→ **Task to complete**: If a line below holds the word "steam", count it; then say how many such lines there are and nothing else.

→ **Dataset**:
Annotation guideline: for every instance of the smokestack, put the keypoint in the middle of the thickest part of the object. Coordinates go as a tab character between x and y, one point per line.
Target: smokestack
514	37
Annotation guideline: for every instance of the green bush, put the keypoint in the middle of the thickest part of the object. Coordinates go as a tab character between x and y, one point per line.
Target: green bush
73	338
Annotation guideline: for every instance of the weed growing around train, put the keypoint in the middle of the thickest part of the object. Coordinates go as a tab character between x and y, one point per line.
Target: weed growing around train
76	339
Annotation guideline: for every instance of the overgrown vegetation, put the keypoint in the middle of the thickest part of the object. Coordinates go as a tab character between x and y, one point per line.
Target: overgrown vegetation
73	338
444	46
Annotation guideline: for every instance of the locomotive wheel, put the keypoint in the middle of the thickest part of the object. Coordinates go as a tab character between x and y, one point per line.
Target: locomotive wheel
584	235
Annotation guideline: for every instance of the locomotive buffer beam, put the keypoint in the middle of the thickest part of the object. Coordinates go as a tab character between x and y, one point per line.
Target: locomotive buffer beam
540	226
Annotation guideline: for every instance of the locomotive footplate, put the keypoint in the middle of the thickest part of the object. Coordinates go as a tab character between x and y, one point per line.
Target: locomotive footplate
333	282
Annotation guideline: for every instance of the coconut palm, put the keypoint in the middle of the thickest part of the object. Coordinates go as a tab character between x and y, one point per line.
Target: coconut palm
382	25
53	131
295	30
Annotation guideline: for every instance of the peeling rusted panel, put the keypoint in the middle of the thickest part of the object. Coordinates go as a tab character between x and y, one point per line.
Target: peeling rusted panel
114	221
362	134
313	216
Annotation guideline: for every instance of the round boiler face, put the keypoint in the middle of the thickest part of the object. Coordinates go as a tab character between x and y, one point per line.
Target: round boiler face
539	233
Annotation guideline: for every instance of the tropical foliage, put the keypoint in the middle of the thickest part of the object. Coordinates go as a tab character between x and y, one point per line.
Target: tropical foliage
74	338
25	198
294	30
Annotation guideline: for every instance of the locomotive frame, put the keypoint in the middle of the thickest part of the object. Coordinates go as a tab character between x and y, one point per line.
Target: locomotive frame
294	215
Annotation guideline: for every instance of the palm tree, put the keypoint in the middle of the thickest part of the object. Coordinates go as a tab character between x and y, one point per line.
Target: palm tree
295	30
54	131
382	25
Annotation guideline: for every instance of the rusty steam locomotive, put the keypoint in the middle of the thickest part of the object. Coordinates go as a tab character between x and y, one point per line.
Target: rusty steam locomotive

→ **Response area**: 2